> **Exercise description**
Return the records, each one exactly as written.

> **Saved entries**
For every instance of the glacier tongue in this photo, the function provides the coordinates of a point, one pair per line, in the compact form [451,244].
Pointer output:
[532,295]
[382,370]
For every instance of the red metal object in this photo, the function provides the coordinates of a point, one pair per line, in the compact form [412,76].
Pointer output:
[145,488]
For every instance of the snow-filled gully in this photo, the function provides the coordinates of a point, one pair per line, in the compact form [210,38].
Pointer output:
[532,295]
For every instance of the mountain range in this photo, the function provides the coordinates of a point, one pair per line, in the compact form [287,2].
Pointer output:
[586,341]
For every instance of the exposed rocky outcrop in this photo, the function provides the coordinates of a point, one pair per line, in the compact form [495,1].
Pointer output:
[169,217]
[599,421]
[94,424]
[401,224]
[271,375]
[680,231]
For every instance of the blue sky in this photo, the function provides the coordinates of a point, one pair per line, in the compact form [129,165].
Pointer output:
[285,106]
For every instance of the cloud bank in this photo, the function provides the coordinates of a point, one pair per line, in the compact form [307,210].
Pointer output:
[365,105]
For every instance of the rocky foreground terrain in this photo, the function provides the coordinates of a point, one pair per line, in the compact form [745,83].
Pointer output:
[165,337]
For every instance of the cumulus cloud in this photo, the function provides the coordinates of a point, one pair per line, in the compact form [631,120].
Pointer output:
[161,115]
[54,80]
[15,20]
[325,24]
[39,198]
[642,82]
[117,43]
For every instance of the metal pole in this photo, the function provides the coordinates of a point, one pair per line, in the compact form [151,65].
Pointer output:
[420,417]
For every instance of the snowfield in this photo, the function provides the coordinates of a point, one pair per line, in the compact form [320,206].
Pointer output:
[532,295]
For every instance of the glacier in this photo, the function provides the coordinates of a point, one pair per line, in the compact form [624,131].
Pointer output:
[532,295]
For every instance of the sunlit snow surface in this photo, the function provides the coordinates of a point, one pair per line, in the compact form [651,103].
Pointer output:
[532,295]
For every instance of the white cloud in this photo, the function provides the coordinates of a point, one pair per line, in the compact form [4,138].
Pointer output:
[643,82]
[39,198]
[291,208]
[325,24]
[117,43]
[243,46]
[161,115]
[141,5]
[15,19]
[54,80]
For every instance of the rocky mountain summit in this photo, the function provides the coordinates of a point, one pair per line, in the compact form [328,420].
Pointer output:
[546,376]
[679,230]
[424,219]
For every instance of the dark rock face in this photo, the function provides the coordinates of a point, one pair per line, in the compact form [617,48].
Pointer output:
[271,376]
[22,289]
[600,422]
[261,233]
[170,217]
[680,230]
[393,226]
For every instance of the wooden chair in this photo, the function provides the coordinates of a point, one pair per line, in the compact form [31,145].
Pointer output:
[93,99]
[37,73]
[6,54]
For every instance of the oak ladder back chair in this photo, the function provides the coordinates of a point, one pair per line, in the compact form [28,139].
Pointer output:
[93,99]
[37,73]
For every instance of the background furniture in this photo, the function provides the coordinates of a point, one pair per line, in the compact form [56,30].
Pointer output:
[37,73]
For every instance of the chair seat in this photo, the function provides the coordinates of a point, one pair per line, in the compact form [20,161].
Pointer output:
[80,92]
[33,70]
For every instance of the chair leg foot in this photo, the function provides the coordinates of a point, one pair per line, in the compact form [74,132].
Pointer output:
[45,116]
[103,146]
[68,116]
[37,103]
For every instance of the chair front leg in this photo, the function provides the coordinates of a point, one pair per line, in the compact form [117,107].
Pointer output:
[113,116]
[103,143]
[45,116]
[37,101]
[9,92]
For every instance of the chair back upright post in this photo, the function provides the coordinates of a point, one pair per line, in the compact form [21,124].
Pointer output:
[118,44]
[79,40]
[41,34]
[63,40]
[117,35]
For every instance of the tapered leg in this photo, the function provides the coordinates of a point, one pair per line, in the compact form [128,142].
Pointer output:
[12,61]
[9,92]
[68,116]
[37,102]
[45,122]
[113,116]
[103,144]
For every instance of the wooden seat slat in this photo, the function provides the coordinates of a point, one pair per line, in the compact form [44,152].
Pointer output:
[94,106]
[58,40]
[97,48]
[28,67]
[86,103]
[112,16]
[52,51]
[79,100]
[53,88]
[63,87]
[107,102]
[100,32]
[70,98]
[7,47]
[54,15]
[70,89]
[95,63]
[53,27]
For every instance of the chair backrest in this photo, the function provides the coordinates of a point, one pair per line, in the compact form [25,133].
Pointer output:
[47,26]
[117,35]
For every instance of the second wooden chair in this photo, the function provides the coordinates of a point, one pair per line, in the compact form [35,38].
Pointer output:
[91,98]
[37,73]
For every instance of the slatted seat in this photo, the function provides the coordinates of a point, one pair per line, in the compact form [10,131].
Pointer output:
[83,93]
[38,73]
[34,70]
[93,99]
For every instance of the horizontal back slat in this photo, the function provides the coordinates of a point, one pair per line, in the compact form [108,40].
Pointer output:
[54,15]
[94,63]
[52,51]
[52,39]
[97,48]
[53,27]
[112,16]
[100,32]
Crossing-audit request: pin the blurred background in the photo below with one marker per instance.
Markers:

> **Result of this exercise**
For every instance of the glacier tongue in this photo, the function provides the coordinates of a point, one pair per line, in the compact form [451,244].
Pointer output:
[532,295]
[382,370]
For every instance of the red metal object in this photo, the function provides the coordinates of a point, one pair per line, in the compact form [412,76].
Pointer output:
[145,488]
For every instance of the snow-filled gully in this photo, the function provides the coordinates of a point, one pair per line, in the compact form [210,38].
Pointer output:
[532,295]
For every instance of the mountain range in this photo, the function provides the coordinates of a point, one pair per line, in the compact form [287,2].
Pointer output:
[586,341]
For every instance of the exposed rocky outcrop in this photo, the function provides the coordinates of a point, one pair per line, in the compact form [495,1].
Pointer output:
[169,217]
[599,421]
[94,424]
[401,224]
[271,375]
[680,231]
For every instance of the blue sky in this photo, the function provides the coordinates of a point, one pair per line, in the compact form [129,165].
Pointer output:
[285,106]
For every instance of the cloud bank in this photo, the function provides the coordinates of a point, one pair per line, in the compact form [307,210].
Pointer output:
[365,105]
For every instance of the rocky foreground terrain in this photo, the function provides the coordinates of a point, one pair per line, in the compact form [745,83].
Pointer output:
[165,337]
For every instance of the cumulus cloud in this photo, the function provides the coordinates of a point, one pair per line, in the compact form [631,120].
Pointer output:
[161,115]
[54,80]
[15,20]
[325,24]
[39,198]
[642,82]
[117,43]
For every instance of the metal pole in this photo, the function provides the coordinates of a point, one pair per line, in the compact form [151,65].
Pointer output:
[420,417]
For every instance of the snowfield in this photo, the function provides the coordinates of a point, one pair per line, in the compact form [320,206].
Pointer output:
[532,295]
For every instance of the glacier in this photo, the function provides the coordinates of a point, one pair per line, in the compact form [624,131].
Pointer output:
[532,295]
For every instance of the sunlit snow surface in this photo, the function provides the coordinates of a point, one pair per line, in the compact form [651,103].
Pointer output:
[532,295]
For every instance of the white cloud in this photo, the function provides the coordinates of a point, one pair per line, in the compact form [4,138].
Pointer output:
[643,82]
[39,198]
[291,208]
[325,24]
[117,43]
[243,46]
[161,115]
[141,5]
[15,19]
[54,80]
For every instance of the rocky mountain summit in this photo, the function provides the coordinates of a point, one pair per line, in the compact form [328,420].
Pointer output:
[546,376]
[679,230]
[424,219]
For every instance of the dark rock face in this photo, the function provides the coordinates of a point, one pair per line, in the compact form [617,48].
Pointer output:
[271,376]
[22,289]
[600,422]
[261,233]
[170,217]
[680,230]
[393,226]
For every instance of the wooden chair in this photo, the function provides the coordinates of a point, one pair per line, in the compact form [31,145].
Pointer output:
[93,99]
[37,73]
[6,54]
For every instance of the oak ladder back chair in this photo, the function provides the coordinates of a point, one pair per line, in the compact form [28,139].
Pointer output:
[93,99]
[37,73]
For every instance of the background furniture in this photo, the function provides the coordinates of a point, one pair per line, in the compact form [56,30].
Pointer output:
[37,73]
For every instance of the chair seat in this photo, the function provides the coordinates of a point, one pair per line, in the compact form [20,161].
Pointer output:
[80,92]
[33,70]
For every instance of the chair leg foot in this photo, the function provides the coordinates of a point, one pair per line, in the compact form [74,132].
Pointer output:
[45,116]
[103,146]
[68,116]
[37,103]
For every instance of the chair front leg in this photo, the function provides the coordinates of a point, one pair per line, in the compact form [117,107].
Pointer output:
[113,116]
[103,143]
[45,116]
[37,101]
[9,92]
For every instance of the chair back upright post in this photo, the function provides the coordinates of a point, one pair per line, in the compact form [21,124].
Pointer output:
[118,44]
[79,40]
[41,34]
[63,40]
[117,35]
For every instance of the tapered leg in this photo, the function provides the coordinates of a point, one pair per line, in the compact form [128,142].
Pointer output:
[12,61]
[9,92]
[68,116]
[37,102]
[45,122]
[113,116]
[103,144]
For every instance of the wooden seat slat in this photo, the function provides the coordinates of a point, one pair per line, in the compact form [44,152].
Pointer output:
[94,106]
[58,40]
[97,48]
[28,67]
[86,103]
[112,16]
[52,51]
[79,100]
[53,88]
[63,87]
[107,102]
[100,32]
[70,98]
[7,47]
[54,15]
[70,89]
[95,63]
[53,27]
For every instance of the chair backrest in this photo, the function provides the coordinates of a point, one pair per line, in the compact form [25,133].
Pointer output:
[47,26]
[117,35]
For every instance of the second wooden chair in this photo, the function provides the coordinates of a point, one pair per line, in the compact form [35,38].
Pointer output:
[91,98]
[37,73]
For every instance of the slatted seat in this photo, the function provides the coordinates of a point, one pair per line, in the compact form [10,131].
Pointer output:
[83,93]
[38,73]
[34,70]
[93,99]
For every instance of the horizontal back slat in this photo, the function provides the coordinates of a point, one pair per line, in the compact form [108,40].
Pointer output:
[54,15]
[94,63]
[52,51]
[52,39]
[97,48]
[53,27]
[112,16]
[100,32]
Crossing-audit request: pin the blurred background in the photo below with one marker per instance.
Markers:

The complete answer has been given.